--- What this task involves ---
Reproduce every line of the listing below, word for word and in the same order.

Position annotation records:
^^^^^^^^

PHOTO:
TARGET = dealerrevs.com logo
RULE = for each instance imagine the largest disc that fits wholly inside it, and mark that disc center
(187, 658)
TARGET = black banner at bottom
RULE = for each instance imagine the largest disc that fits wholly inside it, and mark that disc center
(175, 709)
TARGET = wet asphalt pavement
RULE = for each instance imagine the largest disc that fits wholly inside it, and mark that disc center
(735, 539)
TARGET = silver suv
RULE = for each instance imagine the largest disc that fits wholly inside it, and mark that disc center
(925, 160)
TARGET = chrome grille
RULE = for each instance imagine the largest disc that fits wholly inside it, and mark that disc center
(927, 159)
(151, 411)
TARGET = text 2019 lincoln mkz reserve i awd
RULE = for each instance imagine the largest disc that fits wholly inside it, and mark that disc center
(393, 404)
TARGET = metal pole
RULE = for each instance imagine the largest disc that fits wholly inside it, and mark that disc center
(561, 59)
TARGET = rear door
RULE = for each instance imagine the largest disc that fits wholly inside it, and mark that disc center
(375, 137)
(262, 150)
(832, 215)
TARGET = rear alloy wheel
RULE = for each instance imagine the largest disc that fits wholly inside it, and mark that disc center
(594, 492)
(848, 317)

^^^^^^^^

--- Worked answer ---
PHOTO:
TARGET = dealerrevs.com logo
RULE = for each instance imagine the largest disc that fits wholly inside it, and mark that disc center
(187, 658)
TARGET = black banner at bottom
RULE = for each instance imagine the largest disc that fits wholly inside it, and mark that disc center
(175, 709)
TARGET = wet asphalt pavement
RULE = for each instance imagine the largest disc that fits wholly inside it, and mark that disc center
(735, 539)
TARGET = silver suv
RULE = for each instance imagine the largest disc that fits wholly inside it, and mark that disc center
(925, 160)
TARGET = chrome grille
RULE = for each instance imagine the largest disc that fits wholly inside it, and mark that disc center
(927, 159)
(151, 411)
TARGET = text 2019 lincoln mkz reserve i awd
RULE = for each instance imagine the largest disc that fits wholly inside it, and mark that disc center
(393, 404)
TARGET = metal pole
RULE = for each instance imagine the largest disc that fits wholly inside it, and mark that disc center
(561, 59)
TARGET = rear door
RULE = for each instance imagine the largest disc that fits wholly inside it, and mark that disc center
(375, 137)
(262, 150)
(832, 215)
TARGET = rear alloy wheel
RULE = for each instance imagine the largest disc that fits wholly inside it, and mark that disc center
(594, 492)
(848, 317)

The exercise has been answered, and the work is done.